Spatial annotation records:
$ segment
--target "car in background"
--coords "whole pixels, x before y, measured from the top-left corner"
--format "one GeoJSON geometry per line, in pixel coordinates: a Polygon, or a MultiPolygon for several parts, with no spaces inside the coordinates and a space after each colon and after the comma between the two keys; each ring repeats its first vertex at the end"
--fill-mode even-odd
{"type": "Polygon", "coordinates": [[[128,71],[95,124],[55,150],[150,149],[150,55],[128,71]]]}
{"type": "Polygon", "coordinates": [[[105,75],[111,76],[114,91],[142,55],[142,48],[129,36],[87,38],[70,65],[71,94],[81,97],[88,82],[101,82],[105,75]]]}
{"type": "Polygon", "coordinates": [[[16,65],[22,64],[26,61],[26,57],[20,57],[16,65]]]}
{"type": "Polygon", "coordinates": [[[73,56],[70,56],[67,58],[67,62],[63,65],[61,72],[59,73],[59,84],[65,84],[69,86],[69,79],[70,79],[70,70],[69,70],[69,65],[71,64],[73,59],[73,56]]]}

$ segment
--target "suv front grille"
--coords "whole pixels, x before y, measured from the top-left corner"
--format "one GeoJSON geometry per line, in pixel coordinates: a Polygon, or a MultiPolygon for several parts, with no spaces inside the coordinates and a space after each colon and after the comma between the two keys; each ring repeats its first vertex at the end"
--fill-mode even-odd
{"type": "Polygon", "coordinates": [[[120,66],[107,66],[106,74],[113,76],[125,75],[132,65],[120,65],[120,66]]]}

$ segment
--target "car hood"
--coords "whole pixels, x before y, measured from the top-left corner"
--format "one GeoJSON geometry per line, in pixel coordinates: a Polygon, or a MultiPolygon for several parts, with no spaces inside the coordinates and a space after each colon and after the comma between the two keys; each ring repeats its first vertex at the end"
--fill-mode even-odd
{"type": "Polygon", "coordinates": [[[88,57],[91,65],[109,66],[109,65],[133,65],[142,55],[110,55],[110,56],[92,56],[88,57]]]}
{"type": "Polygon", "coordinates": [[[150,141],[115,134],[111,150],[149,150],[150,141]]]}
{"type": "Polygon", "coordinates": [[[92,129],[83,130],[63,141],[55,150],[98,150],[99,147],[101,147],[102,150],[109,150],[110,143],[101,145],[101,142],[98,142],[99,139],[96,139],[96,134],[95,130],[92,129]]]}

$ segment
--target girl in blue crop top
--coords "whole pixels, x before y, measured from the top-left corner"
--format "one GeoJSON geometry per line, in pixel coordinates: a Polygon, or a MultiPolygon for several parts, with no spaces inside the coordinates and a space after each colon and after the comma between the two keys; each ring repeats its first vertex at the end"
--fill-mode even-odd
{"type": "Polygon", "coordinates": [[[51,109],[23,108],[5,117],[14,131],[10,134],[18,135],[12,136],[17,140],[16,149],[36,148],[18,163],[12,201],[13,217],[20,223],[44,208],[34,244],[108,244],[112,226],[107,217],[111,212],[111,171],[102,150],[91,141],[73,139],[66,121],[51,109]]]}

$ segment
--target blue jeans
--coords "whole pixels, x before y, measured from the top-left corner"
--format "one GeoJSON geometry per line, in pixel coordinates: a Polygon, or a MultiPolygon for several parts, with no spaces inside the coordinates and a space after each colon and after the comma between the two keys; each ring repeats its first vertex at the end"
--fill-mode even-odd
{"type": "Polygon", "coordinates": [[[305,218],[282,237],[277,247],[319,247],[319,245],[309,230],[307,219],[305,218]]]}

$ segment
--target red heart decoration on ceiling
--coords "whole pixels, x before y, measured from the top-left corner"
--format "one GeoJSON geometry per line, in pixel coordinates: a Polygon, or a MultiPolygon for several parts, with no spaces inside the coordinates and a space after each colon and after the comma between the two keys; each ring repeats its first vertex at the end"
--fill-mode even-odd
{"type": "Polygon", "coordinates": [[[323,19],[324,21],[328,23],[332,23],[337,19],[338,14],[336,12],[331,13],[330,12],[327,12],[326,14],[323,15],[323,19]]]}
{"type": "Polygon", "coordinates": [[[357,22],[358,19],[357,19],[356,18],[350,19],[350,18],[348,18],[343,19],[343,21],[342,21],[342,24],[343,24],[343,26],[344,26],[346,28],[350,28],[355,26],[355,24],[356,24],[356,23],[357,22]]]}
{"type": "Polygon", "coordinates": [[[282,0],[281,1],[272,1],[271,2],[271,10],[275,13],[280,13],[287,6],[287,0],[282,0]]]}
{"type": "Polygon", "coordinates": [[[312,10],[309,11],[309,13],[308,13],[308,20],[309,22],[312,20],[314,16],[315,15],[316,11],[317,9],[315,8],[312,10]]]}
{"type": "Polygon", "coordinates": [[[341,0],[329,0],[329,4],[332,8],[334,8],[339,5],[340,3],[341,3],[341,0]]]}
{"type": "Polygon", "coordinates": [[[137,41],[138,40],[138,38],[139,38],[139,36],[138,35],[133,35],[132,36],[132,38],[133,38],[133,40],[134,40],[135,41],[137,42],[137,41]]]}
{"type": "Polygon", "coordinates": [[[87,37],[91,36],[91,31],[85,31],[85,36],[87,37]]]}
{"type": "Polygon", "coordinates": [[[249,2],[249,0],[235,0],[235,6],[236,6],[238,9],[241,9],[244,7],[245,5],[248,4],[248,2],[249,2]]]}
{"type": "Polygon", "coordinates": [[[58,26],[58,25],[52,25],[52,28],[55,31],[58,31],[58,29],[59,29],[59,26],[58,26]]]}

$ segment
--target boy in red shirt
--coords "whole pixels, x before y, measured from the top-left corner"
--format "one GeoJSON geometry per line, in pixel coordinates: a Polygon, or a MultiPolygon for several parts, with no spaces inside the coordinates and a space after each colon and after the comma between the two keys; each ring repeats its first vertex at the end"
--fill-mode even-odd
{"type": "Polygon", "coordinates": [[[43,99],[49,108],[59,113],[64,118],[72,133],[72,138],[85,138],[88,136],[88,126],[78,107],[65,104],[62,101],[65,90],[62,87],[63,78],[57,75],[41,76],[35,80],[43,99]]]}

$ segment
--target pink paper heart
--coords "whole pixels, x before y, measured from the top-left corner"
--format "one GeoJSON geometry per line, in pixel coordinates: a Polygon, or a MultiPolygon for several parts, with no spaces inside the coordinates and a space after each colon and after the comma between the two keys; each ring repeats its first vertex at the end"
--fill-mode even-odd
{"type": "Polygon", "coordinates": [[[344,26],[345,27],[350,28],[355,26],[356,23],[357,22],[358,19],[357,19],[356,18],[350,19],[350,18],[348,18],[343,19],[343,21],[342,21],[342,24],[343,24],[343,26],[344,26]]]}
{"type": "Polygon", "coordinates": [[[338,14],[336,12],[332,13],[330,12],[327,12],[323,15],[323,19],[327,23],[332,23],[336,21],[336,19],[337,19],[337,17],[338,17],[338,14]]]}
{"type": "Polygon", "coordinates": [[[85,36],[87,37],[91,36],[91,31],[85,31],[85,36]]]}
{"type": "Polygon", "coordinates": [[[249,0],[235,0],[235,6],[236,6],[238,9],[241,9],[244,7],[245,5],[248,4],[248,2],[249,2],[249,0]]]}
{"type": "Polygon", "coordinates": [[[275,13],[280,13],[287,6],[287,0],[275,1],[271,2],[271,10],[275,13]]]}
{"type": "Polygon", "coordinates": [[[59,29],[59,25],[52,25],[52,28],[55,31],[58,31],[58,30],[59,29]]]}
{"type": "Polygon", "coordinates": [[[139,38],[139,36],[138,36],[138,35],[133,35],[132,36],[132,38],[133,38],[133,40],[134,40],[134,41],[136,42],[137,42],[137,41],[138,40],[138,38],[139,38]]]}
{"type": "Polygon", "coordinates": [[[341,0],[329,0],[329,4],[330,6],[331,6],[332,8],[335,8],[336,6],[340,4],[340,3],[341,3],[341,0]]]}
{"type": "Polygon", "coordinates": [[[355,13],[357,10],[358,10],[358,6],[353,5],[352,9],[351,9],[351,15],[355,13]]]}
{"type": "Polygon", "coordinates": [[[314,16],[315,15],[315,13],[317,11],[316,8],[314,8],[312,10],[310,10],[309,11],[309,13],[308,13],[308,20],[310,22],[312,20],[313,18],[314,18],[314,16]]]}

Description of the task
Count the lines in the items above that contain the string "blue", treating case as significant, and give only the number.

Result for this exercise
2